• [SHORT TASK A]: Name every trigonometric function evaluated at a specific point in the derivation of the forum post below.

• [EXTRACT TO READ]:
※

Hello Krazy G,
We are given:
$$I_n=\int_{0}^{\frac{\pi}{2}} x^n\sin(x)\,dx$$ where $$2\le n$$
and we are asked to derive the given reduction of order formula:
$$I_n=n\left(\frac{\pi}{2} \right)^{n-1}-n(n-1)I_{n-2}$$
To begin, let's use integration by parts where:
$$u=x^n\,\therefore\,du=nx^{n-1}\,dx$$
$$dv=\sin(x)\,dx\,\therefore\,v=-\cos(x)$$
Hence, we may state:
$$I_n=\left.-x^n\cos(x) \right|_{0}^{\frac{\pi}{2}}+n\int_{0}^{\frac{\pi}{2}} x^{n-1}\cos(x)\,dx$$
$$I_n=-\left(\frac{\pi}{2} \right)^n\cos\left(\frac{\pi}{2} \right)+0^n\cos(0)+n\int_{0}^{\frac{\pi}{2}} x^{n-1}\cos(x)\,dx$$
$$I_n=n\int_{0}^{\frac{\pi}{2}} x^{n-1}\cos(x)\,dx$$
Let's use integration by parts again where:
$$u=nx^{n-1}\,\therefore\,du=n(n-1)x^{n-2}$$
$$dv=\cos(x)\,dx\,\therefore\,v=\sin(x)$$
Hence, we may state:
$$I_n=\left.nx^{n-1}\sin(x) \right|_{0}^{\frac{\pi}{2}}-n(n-1)\int_{0}^{\frac{\pi}{2}}x^{n-2}\sin(x)\,dx$$
Observing that $$\int_{0}^{\frac{\pi}{2}}x^{n-2}\sin(x)\,dx=I_{n-2}$$ we may write:
$$I_n=n\left(\frac{\pi}{2} \right)^{n-1}\sin\left(\frac{\pi}{2} \right)-n\cdot0^{n-1}\sin(0)-n(n-1)I_{n-2}$$
$$I_n=n\left(\frac{\pi}{2} \right)^{n-1}-n(n-1)I_{n-2}$$
Shown as desired.

※

• [MATERIAL FOR THIS EXERCISE]:
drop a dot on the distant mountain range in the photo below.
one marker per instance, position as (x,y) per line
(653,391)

※

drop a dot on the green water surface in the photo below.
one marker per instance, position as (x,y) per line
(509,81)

※

• [SHORT TASK B]: Count the lines of the rows above that contain the string "photo", treating case as significant, and give only the number.

• [PROBLEM SOLUTION A]:
cos(π/2)
cos(0)
sin(π/2)
sin(0)

• [PROBLEM SOLUTION B]: 2